**TASK STATEMENT**:
For this exercise, output the line containing "One point goes on every instance of the dark" and every line after it through the end of the records, exactly, and no other line.

[Collected data]
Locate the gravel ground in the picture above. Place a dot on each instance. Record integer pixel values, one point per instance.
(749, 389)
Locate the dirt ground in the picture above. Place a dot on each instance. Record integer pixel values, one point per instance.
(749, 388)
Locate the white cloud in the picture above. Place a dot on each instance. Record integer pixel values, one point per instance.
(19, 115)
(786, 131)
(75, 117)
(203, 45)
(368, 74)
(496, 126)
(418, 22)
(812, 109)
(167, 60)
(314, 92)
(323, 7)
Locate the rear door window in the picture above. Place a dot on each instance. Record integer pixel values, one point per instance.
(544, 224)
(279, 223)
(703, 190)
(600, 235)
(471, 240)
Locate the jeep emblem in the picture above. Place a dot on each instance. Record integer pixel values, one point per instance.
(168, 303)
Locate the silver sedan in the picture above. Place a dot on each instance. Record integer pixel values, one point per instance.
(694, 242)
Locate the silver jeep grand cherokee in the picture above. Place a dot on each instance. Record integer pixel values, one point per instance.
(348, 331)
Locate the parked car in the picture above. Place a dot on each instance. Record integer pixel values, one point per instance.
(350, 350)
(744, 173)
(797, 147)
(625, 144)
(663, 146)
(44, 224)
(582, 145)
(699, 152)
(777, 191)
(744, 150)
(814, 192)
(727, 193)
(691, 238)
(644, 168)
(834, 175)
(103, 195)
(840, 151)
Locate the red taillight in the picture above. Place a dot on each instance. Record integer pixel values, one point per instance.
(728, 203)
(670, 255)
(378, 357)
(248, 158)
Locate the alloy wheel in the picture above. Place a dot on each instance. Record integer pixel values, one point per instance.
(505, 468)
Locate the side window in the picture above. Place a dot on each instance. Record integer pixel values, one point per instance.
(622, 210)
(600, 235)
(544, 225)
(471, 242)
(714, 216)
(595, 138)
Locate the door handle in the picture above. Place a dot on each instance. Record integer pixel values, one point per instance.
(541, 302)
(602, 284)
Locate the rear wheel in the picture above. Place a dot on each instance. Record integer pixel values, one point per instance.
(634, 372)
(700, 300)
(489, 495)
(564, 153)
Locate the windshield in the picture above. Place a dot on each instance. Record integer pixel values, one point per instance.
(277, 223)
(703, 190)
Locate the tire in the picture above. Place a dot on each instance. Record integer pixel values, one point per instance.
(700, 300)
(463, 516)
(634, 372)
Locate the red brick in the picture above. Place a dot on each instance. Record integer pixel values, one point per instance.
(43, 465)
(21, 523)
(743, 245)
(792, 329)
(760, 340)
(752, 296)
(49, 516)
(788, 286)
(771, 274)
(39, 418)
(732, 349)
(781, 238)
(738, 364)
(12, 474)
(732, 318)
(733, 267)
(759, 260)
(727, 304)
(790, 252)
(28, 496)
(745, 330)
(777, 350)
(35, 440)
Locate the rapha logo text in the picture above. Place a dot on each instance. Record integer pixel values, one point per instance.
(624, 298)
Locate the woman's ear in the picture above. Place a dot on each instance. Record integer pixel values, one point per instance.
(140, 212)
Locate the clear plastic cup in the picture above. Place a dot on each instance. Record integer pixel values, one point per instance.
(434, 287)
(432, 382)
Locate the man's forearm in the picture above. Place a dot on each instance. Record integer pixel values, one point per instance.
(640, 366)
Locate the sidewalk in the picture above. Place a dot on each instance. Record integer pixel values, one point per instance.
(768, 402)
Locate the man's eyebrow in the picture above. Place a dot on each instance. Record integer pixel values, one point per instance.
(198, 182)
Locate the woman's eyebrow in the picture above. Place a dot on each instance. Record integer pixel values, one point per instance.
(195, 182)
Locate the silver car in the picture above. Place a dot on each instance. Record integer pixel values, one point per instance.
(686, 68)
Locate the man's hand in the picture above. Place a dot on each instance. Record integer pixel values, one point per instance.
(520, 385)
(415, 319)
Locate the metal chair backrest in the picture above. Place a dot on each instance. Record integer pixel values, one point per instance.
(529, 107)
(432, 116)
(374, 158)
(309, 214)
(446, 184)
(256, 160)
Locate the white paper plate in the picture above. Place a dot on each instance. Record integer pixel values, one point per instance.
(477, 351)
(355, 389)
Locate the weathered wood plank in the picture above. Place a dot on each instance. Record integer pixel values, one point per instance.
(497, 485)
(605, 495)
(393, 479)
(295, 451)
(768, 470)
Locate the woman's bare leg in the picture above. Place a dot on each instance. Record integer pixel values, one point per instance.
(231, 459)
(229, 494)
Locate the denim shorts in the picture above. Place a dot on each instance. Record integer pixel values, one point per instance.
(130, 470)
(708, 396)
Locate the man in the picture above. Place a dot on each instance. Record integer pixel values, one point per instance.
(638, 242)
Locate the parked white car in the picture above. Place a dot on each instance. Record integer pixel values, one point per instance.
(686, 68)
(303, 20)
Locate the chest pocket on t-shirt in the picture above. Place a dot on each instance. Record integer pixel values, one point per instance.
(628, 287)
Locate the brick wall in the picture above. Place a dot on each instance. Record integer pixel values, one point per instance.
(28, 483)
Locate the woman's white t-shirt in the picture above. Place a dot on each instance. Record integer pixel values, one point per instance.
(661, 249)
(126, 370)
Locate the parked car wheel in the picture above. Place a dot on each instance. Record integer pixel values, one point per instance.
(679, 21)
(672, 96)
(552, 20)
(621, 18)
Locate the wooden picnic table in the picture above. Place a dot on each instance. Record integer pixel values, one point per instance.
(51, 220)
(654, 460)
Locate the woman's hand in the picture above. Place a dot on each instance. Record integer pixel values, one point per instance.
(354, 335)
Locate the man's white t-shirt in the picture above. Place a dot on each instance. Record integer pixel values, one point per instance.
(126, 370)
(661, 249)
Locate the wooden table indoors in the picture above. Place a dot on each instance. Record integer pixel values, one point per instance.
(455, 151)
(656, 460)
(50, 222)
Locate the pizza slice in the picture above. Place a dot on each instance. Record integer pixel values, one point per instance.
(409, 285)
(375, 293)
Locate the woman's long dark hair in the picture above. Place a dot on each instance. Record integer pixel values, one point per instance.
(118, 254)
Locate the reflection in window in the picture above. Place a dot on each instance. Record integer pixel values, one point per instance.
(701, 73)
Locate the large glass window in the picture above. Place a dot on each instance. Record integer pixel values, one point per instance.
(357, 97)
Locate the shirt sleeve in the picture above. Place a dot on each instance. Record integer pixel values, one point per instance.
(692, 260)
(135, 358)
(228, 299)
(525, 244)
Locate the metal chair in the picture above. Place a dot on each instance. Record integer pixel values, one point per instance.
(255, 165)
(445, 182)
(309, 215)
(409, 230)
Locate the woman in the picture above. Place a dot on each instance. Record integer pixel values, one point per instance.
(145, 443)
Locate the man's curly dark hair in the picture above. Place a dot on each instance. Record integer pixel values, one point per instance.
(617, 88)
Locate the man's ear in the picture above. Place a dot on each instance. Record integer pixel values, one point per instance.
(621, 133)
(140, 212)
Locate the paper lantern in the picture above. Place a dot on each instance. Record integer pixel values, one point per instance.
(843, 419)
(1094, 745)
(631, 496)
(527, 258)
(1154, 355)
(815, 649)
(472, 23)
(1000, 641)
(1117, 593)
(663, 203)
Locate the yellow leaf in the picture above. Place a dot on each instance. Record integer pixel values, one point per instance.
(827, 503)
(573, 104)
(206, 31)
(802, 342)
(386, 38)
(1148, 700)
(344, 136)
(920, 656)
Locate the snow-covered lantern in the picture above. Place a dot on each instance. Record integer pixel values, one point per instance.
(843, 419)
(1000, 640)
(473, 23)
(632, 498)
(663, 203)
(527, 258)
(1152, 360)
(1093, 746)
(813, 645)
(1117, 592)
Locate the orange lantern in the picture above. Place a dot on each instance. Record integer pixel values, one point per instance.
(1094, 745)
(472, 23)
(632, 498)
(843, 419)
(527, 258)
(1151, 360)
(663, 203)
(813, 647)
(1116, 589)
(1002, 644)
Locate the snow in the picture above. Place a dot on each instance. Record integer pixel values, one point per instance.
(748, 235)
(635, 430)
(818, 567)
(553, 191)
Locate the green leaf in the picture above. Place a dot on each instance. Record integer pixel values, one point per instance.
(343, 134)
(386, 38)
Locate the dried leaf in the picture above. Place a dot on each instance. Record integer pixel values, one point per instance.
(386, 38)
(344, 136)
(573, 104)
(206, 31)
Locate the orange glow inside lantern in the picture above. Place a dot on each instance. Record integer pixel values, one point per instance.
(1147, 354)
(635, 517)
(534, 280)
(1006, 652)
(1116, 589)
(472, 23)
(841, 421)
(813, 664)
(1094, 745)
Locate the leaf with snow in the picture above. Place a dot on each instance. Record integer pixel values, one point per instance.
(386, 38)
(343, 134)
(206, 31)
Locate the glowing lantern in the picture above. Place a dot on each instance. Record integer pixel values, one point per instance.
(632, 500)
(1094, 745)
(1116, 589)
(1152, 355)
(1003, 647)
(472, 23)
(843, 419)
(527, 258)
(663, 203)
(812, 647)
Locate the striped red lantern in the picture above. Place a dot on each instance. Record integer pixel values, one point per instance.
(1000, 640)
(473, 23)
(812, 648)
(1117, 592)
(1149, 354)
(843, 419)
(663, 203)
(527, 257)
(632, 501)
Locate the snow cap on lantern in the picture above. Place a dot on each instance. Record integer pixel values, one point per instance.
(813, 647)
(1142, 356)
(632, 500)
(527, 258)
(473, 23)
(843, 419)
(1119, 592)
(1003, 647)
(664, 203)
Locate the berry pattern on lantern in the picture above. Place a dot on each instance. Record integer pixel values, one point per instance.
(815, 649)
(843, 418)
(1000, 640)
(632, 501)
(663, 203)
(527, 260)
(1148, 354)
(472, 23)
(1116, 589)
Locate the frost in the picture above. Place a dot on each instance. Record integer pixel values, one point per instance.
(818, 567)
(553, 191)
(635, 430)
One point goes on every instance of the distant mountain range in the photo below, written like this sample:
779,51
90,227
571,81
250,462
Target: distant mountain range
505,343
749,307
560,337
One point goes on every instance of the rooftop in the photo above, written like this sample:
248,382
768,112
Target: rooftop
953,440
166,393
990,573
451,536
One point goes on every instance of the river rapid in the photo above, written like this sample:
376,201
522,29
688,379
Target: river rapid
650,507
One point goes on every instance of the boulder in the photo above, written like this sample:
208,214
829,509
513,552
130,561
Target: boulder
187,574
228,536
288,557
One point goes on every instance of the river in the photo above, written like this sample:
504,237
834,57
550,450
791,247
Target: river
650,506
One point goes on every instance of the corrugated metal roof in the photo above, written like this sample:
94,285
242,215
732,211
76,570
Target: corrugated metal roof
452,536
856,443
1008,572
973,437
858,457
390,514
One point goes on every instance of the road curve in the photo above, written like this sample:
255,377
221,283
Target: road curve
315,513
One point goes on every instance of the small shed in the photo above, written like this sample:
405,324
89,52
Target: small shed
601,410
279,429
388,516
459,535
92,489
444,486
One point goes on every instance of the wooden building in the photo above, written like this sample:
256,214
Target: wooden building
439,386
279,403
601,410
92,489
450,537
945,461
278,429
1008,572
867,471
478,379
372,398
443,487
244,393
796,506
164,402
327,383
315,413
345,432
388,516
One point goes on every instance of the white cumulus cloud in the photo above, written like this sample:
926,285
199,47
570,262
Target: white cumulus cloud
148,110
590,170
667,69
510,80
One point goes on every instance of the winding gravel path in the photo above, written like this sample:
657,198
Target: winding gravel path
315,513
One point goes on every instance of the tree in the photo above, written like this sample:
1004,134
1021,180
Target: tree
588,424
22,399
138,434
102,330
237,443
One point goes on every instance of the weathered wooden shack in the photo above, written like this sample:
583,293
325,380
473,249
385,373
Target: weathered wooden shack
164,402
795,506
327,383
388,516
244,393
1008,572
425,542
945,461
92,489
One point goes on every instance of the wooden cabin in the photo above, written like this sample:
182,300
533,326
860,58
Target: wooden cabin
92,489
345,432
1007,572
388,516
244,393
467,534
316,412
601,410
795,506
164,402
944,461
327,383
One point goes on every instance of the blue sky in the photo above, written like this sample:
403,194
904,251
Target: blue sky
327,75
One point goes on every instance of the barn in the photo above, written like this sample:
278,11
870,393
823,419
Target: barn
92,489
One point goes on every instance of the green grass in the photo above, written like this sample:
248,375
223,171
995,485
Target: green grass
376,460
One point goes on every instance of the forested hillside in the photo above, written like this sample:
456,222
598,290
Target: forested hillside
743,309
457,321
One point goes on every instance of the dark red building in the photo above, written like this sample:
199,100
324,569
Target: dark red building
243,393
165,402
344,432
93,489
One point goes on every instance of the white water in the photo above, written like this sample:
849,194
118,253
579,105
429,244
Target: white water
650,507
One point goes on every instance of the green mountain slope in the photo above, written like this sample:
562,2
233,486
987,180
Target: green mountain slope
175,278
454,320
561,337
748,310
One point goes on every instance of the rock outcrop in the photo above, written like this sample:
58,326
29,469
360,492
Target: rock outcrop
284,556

**SOLUTION FOR THIS EXERCISE**:
One point goes on every instance of the dark red building in the photo above, written like this sample:
199,100
324,569
Target: dark red building
243,393
165,402
344,432
93,489
One point goes on every instance of the white water in the photo above, written like this sample:
849,194
118,253
579,105
429,244
Target: white water
650,507
One point goes on every instance of the green mountain slope in the photo above, written like this sample:
562,2
233,486
987,180
Target: green mountain slope
175,278
454,320
561,337
748,310
One point goes on every instance of the rock outcrop in the photo above, written like this sample:
58,326
29,469
360,492
Target: rock outcrop
284,556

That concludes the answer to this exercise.